• _PROVIDED TEXT_:
— BEGIN —

Studio album by Keith Anderson
- Released: May 3, 2005
- Genre: Country
- Length: 44:43
- Label: Arista Nashville
- Producer: John Rich; Jeffrey Steele;

Keith Anderson chronology
|  | Three Chord Country and American Rock & Roll (2005) | C'mon! (2008) |

Singles from Three Chord Country and American Rock & Roll
- "Pickin' Wildflowers" Released: December 6, 2004; "XXL" Released: August 1, 2005; "Every Time I Hear Your Name" Released: January 16, 2006; "Three Chord Country and American Rock & Roll" Released: July 10, 2006; "Podunk" Released: September 25, 2006;

= Three Chord Country and American Rock & Roll =

Three Chord Country and American Rock & Roll is the debut studio album by American country music artist Keith Anderson. It features the singles "Pickin' Wildflowers", "XXL", "Every Time I Hear Your Name", and "Podunk", all of which charted in the Top 40 on the Billboard Hot Country Songs charts. A remixed version of the title track, featuring Steven Tyler of the rock band Aerosmith, was to have been released as the album's fourth single (following "Every Time I Hear Your Name"), but this single mix was withdrawn before it could chart, and replaced with "Podunk" as the fourth single. The album has been certified gold in the United States by the RIAA. Jeffrey Steele produced the album except for the title track, which was produced by John Rich of Big & Rich.

— END —

• _RECORDED INFORMATION_:
— BEGIN —

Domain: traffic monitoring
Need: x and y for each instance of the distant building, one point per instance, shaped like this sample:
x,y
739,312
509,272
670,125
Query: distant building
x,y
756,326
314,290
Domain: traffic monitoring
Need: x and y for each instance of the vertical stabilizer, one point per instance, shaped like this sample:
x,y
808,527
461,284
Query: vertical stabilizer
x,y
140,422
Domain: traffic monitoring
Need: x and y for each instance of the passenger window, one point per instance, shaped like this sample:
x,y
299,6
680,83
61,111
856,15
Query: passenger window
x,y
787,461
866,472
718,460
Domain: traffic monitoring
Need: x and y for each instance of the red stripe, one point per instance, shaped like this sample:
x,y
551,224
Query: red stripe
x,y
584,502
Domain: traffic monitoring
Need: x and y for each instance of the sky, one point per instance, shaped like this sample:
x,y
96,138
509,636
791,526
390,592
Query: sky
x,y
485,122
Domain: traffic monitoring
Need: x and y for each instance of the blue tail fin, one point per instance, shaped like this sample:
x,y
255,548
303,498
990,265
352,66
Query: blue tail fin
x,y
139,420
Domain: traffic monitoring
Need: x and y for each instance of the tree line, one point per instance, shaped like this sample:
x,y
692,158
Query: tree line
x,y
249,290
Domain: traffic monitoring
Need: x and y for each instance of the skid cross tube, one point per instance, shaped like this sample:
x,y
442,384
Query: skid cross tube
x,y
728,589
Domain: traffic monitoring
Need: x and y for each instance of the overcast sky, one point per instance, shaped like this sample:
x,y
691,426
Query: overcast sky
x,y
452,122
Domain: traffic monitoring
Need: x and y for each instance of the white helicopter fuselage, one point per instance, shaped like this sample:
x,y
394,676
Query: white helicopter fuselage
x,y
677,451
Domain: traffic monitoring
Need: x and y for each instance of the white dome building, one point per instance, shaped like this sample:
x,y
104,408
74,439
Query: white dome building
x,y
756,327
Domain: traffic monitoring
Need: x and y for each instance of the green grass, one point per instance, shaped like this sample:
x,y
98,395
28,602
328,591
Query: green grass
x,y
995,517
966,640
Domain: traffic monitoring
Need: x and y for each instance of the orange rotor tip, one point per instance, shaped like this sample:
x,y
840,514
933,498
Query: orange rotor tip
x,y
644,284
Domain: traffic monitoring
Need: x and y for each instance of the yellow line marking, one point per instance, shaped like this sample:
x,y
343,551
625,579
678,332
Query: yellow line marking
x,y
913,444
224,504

— END —

• _JOB_:
Retype the part of the album article starting with "Three Chord Country and American Rock & Roll is" and going on through "Big & Rich.". The material comes from a separate source.

• _EXPECTED ANSWER_:
Three Chord Country and American Rock & Roll is the debut studio album by American country music artist Keith Anderson. It features the singles "Pickin' Wildflowers", "XXL", "Every Time I Hear Your Name", and "Podunk", all of which charted in the Top 40 on the Billboard Hot Country Songs charts. A remixed version of the title track, featuring Steven Tyler of the rock band Aerosmith, was to have been released as the album's fourth single (following "Every Time I Hear Your Name"), but this single mix was withdrawn before it could chart, and replaced with "Podunk" as the fourth single. The album has been certified gold in the United States by the RIAA. Jeffrey Steele produced the album except for the title track, which was produced by John Rich of Big & Rich.